EXCERPT PROVIDED:
──────
Links
Comment on page

Nightfall Sample Data Sets

These data sets include multiple examples of various data types, the expected result a DLP solution should produce, along with a justification where appropriate. This data is de-identified, and can be used to test detection in any DLP platform.
Nightfall testing notes: If using the following test data in Nightfall, ensure your detection rules have the appropriate confidence setting to trigger the results where appropriate. Detection rules with confidence thresholds higher than the listed result will not trigger.

Detection Success Criteria

Detection engine efficacy can be broken down into two categories:
  • Recall: Does the solution find the most sensitive data? When deployed in production, it is important that a detection engine is able to find the most relevant or sensitive data amidst vast amounts of structured and unstructured data. A strong detection engine will be able to extract text from many different file types and extract the content differently for each of those sources (OCR for images, row/column context for tabular data). Also, the context surrounding findings must be taken into consideration and should produce a confidence score or likelihood of occurrence so that one can tune the levels of recall vs. precision. The quality of recall can be determined by confirming True Positives.
  • Precision: While ensuring a DLP service accurately recognizes sensitive data such as credit cards or Social Security numbers is important, it is equally as important for the solution to accurately weed out those findings that are not true positive results. If there is too much noise, it becomes impossible to action alerts and, if automated blocking is in place, it can lead to significant disruption of end users. The quality of recall can be determined by confirming True Negatives (i.e. a credit card that does not start with the correct digits should not trigger).
In addition to these two factors, it is important to evaluate whether or not a detection engine can be trained and tuned over time. An improving detection engine will become even stronger the more production data passes through its systems.
──────
PROVIDED DATA:
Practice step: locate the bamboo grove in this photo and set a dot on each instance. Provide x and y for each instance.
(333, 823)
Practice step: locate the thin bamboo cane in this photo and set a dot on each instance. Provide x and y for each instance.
──────
TASK REQUIREMENTS:
**a.** Answer these from the page on Nightfall sample data sets:
(i) What two categories is detection engine efficacy broken down into?
(ii) What method does the page give for extracting text from images?
(iii) What happens to detection rules whose confidence thresholds are higher than the listed result?
**b.** From the page on Nightfall sample data sets, copy the part that opens with the words containing "These data sets" and closes with "any DLP platform.".

EXERCISE ANSWERS:
**a.**
(i) Recall and precision.
(ii) OCR.
(iii) They will not trigger.

**b.**
These data sets include multiple examples of various data types, the expected result a DLP solution should produce, along with a justification where appropriate. This data is de-identified, and can be used to test detection in any DLP platform.